CHALLENGE
Copy the data starting at the line that contains "Please provide the mask of every instance of the raised" and ending after the line that contains "180), (260, 177)]". Replace "raised hand" with "lifted hand" and change nothing else.

GIVEN DATA
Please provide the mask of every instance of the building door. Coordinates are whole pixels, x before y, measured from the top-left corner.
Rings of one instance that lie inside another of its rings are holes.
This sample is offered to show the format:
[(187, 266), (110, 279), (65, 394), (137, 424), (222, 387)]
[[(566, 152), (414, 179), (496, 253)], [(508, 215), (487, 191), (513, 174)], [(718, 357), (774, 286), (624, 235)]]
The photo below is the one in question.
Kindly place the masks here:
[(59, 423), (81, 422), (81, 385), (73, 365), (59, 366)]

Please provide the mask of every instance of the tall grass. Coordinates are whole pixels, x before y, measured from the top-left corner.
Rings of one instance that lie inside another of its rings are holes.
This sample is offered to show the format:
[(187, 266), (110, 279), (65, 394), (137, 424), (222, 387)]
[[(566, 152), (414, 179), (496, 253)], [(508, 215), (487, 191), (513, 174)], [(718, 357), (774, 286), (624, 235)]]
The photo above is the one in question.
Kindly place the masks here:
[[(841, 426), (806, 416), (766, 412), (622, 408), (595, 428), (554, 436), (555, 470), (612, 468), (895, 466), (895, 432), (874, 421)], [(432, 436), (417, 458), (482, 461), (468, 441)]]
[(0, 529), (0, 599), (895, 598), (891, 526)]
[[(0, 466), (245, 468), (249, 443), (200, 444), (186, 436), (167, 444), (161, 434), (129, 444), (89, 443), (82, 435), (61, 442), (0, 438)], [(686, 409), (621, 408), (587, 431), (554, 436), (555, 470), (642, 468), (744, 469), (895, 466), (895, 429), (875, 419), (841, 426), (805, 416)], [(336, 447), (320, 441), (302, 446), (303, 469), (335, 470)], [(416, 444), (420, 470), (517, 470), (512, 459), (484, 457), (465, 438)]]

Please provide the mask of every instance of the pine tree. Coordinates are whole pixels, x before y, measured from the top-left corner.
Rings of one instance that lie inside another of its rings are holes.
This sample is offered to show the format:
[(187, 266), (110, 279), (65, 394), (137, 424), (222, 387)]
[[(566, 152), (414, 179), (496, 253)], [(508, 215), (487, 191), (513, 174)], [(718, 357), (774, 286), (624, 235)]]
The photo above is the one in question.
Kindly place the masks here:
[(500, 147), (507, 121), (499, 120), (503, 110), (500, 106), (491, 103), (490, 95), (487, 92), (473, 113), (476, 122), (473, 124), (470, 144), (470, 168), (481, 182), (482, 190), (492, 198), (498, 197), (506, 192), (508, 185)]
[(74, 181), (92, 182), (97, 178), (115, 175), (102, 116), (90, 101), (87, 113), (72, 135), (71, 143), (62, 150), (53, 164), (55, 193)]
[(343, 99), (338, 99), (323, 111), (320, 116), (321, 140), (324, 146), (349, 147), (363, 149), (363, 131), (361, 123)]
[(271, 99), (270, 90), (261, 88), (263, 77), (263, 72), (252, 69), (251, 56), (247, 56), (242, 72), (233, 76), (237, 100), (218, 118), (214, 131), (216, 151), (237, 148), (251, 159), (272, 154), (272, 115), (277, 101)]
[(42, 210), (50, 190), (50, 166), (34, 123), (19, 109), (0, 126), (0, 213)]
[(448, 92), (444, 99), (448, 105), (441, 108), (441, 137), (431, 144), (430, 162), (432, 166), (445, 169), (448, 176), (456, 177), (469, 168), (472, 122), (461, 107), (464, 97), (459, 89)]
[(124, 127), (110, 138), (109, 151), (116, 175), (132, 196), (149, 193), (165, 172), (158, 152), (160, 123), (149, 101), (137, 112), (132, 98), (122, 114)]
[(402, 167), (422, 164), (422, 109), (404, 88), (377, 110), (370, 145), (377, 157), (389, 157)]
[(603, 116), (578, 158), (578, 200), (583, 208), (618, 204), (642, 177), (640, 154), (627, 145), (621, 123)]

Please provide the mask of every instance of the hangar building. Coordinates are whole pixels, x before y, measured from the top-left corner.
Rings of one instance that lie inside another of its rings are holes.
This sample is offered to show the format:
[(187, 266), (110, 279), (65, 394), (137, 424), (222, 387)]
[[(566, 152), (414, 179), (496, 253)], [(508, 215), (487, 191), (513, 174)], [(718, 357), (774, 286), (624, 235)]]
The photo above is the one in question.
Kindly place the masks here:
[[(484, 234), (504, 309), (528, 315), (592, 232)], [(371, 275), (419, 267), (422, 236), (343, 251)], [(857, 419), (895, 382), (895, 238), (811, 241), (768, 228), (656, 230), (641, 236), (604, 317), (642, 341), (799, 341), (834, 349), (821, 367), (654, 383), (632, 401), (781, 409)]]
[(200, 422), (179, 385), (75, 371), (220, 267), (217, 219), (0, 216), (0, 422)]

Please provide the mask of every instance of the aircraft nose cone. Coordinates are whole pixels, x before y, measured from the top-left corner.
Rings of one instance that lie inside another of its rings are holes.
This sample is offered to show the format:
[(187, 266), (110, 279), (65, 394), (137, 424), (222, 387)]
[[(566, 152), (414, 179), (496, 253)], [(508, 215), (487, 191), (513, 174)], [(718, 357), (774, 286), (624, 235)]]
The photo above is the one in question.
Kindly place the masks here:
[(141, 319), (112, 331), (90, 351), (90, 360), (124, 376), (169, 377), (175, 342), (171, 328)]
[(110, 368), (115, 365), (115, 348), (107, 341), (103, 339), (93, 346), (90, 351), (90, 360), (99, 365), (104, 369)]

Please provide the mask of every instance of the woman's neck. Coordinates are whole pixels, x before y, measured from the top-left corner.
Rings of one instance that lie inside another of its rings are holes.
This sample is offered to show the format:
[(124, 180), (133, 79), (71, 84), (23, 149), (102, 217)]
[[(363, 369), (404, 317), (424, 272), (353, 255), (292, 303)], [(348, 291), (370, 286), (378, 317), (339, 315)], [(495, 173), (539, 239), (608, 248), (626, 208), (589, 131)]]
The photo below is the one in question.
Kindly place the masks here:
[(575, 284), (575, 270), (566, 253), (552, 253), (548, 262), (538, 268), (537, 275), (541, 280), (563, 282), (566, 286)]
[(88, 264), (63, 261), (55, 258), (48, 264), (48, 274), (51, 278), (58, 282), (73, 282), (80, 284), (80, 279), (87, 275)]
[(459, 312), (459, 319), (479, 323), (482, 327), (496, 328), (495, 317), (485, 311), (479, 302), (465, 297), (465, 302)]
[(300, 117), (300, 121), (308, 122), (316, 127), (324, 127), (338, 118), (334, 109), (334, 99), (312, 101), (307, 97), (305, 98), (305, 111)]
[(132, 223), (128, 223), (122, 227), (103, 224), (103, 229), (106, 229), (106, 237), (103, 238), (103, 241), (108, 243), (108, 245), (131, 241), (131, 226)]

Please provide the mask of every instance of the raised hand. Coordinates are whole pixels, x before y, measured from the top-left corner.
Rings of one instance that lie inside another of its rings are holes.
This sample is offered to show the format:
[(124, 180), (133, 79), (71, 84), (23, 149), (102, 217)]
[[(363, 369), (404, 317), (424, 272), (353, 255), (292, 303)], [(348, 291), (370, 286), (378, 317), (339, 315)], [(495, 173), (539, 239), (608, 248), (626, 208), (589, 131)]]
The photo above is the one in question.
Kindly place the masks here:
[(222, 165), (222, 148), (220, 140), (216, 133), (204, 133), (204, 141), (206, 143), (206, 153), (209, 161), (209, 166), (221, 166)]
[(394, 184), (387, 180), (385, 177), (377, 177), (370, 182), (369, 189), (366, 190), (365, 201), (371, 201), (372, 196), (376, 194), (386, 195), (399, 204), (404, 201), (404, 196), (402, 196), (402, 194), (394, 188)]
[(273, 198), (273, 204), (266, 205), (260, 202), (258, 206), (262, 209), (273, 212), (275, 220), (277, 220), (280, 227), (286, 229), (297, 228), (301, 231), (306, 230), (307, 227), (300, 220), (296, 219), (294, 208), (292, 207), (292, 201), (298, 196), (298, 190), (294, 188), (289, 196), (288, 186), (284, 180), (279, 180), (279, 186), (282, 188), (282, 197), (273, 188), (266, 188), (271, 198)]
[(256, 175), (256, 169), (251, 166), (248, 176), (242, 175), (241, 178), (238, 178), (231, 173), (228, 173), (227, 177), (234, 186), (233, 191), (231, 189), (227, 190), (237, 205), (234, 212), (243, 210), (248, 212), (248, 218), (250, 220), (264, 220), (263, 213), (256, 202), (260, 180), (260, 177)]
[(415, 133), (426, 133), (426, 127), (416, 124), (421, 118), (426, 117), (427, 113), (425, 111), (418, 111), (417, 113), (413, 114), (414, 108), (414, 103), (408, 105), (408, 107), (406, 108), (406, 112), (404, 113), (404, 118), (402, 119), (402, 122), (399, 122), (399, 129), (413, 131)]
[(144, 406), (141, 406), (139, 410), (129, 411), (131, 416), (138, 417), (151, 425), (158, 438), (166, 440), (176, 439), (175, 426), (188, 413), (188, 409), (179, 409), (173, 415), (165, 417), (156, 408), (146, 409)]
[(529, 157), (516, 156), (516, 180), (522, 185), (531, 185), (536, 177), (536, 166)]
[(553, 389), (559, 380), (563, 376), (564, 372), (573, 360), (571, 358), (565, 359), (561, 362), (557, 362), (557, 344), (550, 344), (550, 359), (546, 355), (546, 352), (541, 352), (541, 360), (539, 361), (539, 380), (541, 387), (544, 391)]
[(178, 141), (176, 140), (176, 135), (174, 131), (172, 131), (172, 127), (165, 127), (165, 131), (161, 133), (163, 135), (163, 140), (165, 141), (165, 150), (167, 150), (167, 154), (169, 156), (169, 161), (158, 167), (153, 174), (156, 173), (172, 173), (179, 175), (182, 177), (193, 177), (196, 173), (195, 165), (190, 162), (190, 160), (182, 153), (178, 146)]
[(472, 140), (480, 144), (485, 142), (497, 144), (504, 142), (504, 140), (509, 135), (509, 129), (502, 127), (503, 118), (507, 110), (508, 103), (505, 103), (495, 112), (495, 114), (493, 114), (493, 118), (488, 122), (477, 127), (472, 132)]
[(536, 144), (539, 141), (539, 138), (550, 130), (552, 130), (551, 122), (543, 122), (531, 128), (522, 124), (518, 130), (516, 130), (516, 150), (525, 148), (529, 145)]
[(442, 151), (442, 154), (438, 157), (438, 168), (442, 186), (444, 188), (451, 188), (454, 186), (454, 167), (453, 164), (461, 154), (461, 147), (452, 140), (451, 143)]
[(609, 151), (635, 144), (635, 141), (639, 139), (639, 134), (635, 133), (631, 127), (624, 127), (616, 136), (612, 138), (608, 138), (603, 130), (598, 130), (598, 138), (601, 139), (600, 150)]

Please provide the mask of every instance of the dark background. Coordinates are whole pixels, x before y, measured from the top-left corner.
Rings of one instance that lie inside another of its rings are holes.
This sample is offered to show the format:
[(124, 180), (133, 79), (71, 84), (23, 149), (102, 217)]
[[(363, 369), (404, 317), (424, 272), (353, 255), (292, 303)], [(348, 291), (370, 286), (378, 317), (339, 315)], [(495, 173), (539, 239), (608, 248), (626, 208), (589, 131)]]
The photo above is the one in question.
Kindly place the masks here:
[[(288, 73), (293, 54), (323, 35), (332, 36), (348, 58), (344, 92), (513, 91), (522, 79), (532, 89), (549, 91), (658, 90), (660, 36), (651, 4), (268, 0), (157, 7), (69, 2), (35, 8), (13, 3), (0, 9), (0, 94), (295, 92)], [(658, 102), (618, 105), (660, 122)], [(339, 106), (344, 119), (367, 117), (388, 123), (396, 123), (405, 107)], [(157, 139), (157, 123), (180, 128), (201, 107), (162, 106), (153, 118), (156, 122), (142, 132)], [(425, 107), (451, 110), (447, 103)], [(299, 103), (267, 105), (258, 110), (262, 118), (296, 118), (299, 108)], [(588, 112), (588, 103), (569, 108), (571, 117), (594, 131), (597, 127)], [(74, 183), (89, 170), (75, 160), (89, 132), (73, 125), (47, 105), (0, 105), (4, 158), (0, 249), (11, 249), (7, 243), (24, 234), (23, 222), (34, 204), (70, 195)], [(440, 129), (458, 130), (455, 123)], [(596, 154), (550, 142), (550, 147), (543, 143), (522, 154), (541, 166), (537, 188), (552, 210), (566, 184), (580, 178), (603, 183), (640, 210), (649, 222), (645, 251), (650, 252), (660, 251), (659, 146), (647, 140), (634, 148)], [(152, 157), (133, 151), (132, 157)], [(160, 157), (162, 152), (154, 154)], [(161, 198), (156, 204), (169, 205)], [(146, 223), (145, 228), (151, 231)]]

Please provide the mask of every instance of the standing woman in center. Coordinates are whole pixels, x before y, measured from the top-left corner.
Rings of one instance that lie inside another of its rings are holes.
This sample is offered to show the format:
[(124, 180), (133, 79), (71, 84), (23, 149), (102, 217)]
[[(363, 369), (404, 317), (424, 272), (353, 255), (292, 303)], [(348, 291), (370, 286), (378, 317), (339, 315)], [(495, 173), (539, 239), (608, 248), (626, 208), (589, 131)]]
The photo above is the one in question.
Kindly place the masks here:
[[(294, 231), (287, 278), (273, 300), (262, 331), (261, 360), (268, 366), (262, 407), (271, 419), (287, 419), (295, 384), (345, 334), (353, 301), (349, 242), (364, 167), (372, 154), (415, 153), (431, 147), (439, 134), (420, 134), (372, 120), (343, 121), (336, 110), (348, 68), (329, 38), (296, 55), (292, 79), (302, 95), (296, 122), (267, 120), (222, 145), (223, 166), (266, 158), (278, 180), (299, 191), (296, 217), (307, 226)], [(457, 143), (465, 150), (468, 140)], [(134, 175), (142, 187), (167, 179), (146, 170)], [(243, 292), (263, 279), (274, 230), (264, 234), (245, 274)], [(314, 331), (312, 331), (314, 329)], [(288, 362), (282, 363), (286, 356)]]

RESPONSE TO THIS TASK
Please provide the mask of every instance of the lifted hand. Coordinates are whole pixels, x before y, measured from the top-left corner.
Rings of one instance that lie inside another of its rings are holes.
This sample is offered to show the format:
[(124, 180), (133, 79), (71, 84), (23, 149), (102, 217)]
[[(363, 369), (404, 317), (424, 272), (353, 255), (292, 303)], [(348, 291), (370, 286), (378, 317), (339, 315)], [(495, 173), (539, 239), (608, 248), (626, 208), (589, 131)]]
The photo above is the one in question.
Kindly place the masks here:
[(222, 165), (222, 148), (220, 140), (216, 133), (204, 133), (204, 141), (206, 143), (206, 153), (209, 161), (209, 166), (221, 166)]
[(394, 184), (387, 180), (385, 177), (377, 177), (370, 182), (369, 189), (366, 190), (365, 201), (371, 201), (372, 196), (376, 194), (386, 195), (399, 204), (404, 201), (404, 196), (402, 196), (402, 194), (394, 188)]
[(273, 198), (273, 204), (266, 205), (260, 202), (258, 206), (262, 209), (273, 212), (275, 220), (277, 220), (280, 227), (286, 229), (297, 228), (301, 231), (306, 230), (307, 227), (300, 220), (296, 219), (294, 208), (292, 207), (292, 201), (298, 196), (298, 190), (294, 188), (289, 196), (288, 186), (284, 180), (279, 180), (279, 186), (282, 188), (282, 197), (273, 188), (266, 188), (271, 198)]
[(256, 175), (256, 169), (251, 166), (248, 176), (242, 175), (241, 178), (238, 178), (231, 173), (228, 173), (227, 177), (234, 186), (233, 191), (231, 189), (227, 190), (237, 205), (234, 212), (243, 210), (248, 212), (248, 218), (250, 220), (264, 220), (263, 213), (256, 202), (260, 180), (260, 177)]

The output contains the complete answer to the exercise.